Written problem: Extract each row below that contains the word "hillside", treating uppercase and lowercase as different.

*** Material for this exercise ***

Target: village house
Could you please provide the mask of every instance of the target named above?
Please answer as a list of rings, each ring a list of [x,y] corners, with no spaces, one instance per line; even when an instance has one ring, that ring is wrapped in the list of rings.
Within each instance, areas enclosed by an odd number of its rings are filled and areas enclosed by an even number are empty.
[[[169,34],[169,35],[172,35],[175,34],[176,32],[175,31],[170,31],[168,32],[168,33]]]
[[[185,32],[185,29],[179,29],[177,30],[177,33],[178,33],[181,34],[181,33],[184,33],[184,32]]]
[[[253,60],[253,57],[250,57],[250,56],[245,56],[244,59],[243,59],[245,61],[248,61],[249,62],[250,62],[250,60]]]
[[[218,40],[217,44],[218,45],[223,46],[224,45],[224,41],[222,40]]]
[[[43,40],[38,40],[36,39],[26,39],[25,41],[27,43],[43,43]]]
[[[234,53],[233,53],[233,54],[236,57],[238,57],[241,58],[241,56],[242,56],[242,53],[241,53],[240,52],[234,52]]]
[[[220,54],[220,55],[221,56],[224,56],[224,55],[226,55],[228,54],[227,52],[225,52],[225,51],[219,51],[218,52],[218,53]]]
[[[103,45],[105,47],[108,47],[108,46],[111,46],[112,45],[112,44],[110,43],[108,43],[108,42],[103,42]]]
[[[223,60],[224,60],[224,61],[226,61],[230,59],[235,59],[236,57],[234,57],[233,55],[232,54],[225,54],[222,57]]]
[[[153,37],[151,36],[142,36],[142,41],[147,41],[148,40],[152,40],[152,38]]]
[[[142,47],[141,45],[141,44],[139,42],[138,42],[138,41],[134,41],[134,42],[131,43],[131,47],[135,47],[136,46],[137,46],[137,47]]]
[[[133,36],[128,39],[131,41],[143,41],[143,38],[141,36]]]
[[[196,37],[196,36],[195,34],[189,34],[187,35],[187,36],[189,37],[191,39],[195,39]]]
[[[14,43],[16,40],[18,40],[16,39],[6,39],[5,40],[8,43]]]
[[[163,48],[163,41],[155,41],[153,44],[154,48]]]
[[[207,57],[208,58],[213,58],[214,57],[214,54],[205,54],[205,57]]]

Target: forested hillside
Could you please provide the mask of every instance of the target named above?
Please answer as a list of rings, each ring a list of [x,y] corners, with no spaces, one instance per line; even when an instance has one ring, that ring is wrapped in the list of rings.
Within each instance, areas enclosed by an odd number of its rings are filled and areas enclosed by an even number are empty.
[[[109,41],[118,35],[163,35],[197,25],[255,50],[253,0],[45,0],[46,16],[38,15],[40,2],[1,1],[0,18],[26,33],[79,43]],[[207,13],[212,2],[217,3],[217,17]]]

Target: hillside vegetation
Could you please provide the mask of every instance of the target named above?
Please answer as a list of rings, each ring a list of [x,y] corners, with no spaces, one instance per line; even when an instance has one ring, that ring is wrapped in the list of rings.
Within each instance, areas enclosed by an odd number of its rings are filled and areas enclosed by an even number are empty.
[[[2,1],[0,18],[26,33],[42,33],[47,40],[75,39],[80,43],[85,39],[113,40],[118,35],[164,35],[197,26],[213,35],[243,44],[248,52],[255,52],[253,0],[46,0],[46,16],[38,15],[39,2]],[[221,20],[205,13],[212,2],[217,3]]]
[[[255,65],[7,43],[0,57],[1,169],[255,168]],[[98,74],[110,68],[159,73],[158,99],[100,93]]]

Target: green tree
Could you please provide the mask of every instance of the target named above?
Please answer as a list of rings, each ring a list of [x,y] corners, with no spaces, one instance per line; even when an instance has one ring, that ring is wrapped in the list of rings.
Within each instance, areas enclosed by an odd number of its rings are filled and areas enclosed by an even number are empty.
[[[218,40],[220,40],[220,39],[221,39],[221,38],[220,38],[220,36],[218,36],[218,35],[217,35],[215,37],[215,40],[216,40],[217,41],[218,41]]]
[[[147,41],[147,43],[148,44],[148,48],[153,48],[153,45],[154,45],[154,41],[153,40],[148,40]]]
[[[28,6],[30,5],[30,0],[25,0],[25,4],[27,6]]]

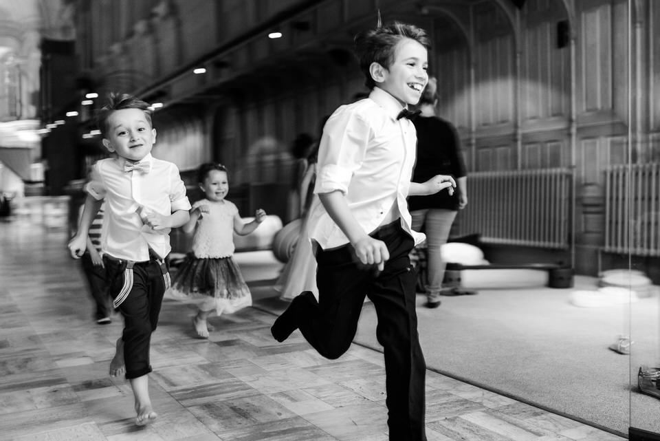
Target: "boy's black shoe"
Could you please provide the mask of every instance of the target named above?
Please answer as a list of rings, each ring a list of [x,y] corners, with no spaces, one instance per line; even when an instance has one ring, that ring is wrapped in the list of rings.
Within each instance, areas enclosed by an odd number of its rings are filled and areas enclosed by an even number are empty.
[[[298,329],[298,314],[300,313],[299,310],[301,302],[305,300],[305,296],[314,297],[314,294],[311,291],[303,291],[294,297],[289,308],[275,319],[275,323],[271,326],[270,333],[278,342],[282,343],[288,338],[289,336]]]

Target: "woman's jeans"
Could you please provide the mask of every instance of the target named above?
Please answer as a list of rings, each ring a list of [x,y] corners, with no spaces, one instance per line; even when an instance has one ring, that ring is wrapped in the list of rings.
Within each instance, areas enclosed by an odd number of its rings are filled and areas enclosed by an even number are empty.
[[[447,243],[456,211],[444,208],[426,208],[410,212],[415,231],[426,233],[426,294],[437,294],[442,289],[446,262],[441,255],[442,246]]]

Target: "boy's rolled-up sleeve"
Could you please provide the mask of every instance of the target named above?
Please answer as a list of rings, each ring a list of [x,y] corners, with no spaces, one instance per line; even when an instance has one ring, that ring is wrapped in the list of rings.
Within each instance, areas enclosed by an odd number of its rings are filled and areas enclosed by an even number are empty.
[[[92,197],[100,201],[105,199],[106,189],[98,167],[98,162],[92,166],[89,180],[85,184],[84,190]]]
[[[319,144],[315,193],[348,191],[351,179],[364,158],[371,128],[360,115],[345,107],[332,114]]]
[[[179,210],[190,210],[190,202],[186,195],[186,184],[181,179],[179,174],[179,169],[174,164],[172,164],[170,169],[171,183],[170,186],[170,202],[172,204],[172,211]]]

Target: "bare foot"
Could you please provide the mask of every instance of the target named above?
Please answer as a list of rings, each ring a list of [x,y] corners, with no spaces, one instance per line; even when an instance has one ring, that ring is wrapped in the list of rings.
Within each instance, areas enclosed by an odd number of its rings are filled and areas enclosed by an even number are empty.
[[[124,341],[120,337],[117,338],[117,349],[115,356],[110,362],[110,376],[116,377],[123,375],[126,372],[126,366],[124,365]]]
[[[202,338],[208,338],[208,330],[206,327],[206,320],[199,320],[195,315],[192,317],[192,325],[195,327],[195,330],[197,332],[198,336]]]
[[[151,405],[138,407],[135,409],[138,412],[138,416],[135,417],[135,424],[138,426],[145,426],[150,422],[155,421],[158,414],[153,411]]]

***
*** Material for this exercise ***

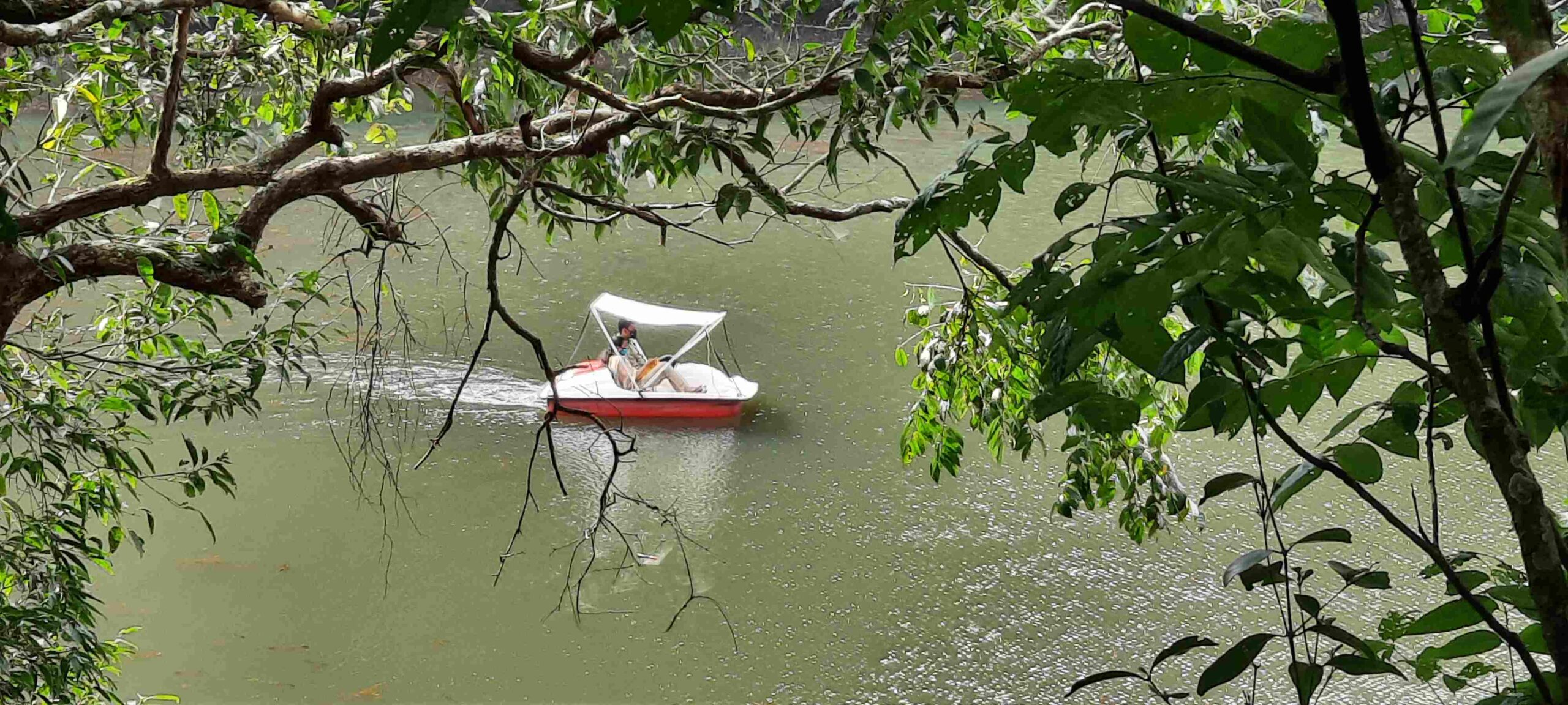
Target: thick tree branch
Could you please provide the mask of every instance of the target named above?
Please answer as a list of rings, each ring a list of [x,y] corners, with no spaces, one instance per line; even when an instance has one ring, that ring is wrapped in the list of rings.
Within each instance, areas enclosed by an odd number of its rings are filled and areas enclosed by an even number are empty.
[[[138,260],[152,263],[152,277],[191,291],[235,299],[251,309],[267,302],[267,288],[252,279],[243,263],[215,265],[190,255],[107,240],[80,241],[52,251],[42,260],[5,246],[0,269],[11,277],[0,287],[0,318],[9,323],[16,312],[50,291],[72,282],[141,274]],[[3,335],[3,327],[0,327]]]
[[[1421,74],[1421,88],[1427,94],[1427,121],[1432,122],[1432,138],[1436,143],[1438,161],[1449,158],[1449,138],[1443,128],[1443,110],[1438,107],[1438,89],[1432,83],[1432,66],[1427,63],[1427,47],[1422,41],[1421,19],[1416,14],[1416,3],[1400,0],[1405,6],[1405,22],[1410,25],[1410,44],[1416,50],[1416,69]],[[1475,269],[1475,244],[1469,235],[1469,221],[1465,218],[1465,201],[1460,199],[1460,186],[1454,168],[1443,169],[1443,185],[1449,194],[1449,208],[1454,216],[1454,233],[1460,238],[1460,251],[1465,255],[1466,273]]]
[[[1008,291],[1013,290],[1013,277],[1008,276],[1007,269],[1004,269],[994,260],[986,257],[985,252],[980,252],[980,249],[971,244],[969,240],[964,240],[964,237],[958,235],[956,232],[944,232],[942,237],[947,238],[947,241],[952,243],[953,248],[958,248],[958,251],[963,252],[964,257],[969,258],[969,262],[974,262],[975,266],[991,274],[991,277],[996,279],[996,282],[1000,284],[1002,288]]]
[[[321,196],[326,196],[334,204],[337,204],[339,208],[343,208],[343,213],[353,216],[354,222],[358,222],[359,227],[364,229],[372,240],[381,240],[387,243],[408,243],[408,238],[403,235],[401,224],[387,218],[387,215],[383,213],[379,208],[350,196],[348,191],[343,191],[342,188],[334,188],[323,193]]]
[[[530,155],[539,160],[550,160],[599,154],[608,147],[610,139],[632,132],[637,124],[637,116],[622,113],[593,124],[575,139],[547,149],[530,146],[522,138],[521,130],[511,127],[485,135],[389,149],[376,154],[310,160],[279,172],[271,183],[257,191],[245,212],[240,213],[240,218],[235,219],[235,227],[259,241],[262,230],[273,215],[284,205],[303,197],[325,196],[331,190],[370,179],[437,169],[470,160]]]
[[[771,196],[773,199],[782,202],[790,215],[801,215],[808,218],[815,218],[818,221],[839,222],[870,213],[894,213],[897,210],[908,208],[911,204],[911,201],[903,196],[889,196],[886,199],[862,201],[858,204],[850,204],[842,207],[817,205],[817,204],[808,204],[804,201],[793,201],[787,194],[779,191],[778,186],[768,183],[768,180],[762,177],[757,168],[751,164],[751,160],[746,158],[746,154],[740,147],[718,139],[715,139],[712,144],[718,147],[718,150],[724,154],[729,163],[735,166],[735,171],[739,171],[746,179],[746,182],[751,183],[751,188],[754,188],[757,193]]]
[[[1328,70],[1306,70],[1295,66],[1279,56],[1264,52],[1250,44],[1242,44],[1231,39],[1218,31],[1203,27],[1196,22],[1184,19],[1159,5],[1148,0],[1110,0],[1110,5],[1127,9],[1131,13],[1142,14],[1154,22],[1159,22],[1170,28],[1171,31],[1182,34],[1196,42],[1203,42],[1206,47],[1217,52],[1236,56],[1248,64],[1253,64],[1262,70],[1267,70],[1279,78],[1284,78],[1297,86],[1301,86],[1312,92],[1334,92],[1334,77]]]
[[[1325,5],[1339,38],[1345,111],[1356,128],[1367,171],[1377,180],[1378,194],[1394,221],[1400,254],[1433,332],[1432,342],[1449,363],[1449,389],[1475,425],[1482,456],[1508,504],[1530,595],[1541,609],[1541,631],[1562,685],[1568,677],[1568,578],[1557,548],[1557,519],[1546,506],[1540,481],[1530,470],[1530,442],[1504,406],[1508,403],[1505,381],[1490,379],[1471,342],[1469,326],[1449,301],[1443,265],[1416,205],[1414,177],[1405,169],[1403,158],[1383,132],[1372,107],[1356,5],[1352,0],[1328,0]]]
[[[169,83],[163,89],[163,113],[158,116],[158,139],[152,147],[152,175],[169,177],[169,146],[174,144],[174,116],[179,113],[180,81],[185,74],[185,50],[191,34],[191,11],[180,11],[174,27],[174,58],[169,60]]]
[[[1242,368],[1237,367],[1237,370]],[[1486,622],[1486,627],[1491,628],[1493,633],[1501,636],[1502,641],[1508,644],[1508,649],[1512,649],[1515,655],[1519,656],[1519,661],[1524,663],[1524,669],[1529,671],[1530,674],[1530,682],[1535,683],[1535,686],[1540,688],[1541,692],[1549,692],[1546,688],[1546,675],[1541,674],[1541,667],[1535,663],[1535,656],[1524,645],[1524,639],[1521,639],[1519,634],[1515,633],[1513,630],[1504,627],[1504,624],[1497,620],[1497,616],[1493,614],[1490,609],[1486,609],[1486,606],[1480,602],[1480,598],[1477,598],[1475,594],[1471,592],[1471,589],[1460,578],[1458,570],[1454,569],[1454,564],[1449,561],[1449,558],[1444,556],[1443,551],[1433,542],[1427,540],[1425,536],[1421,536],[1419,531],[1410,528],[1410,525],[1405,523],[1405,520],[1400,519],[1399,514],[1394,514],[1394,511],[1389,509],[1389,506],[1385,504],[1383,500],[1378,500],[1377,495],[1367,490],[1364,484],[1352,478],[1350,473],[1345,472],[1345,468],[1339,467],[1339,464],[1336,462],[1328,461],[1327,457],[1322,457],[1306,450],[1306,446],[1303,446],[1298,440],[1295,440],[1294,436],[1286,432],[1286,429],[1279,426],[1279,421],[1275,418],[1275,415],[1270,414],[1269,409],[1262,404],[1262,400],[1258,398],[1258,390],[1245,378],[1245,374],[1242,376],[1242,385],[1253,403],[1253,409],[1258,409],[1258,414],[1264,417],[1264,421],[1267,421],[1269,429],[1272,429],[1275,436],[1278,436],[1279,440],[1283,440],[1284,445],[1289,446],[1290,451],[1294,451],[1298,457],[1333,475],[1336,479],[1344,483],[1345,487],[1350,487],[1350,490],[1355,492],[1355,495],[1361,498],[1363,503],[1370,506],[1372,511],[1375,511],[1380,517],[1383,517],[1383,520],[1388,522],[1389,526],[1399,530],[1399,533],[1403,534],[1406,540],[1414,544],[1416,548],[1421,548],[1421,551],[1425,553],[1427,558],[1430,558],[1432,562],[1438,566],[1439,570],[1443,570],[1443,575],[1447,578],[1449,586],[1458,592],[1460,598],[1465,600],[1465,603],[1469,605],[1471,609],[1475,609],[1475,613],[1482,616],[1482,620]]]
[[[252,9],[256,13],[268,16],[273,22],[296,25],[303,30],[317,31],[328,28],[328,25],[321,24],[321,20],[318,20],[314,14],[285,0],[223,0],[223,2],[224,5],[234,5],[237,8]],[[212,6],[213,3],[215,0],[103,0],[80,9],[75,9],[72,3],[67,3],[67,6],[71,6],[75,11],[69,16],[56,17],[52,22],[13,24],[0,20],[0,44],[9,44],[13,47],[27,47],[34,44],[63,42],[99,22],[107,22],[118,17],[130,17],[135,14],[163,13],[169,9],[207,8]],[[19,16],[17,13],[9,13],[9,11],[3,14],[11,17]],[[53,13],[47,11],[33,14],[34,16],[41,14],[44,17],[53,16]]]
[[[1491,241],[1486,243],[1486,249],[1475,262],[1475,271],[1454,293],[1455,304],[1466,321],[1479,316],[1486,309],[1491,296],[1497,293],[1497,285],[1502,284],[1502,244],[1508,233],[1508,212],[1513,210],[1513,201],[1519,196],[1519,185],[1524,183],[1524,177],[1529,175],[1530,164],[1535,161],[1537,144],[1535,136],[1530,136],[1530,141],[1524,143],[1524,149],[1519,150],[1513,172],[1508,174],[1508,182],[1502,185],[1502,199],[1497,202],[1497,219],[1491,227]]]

***

Task output:
Target: forested hillside
Target: hillside vegetation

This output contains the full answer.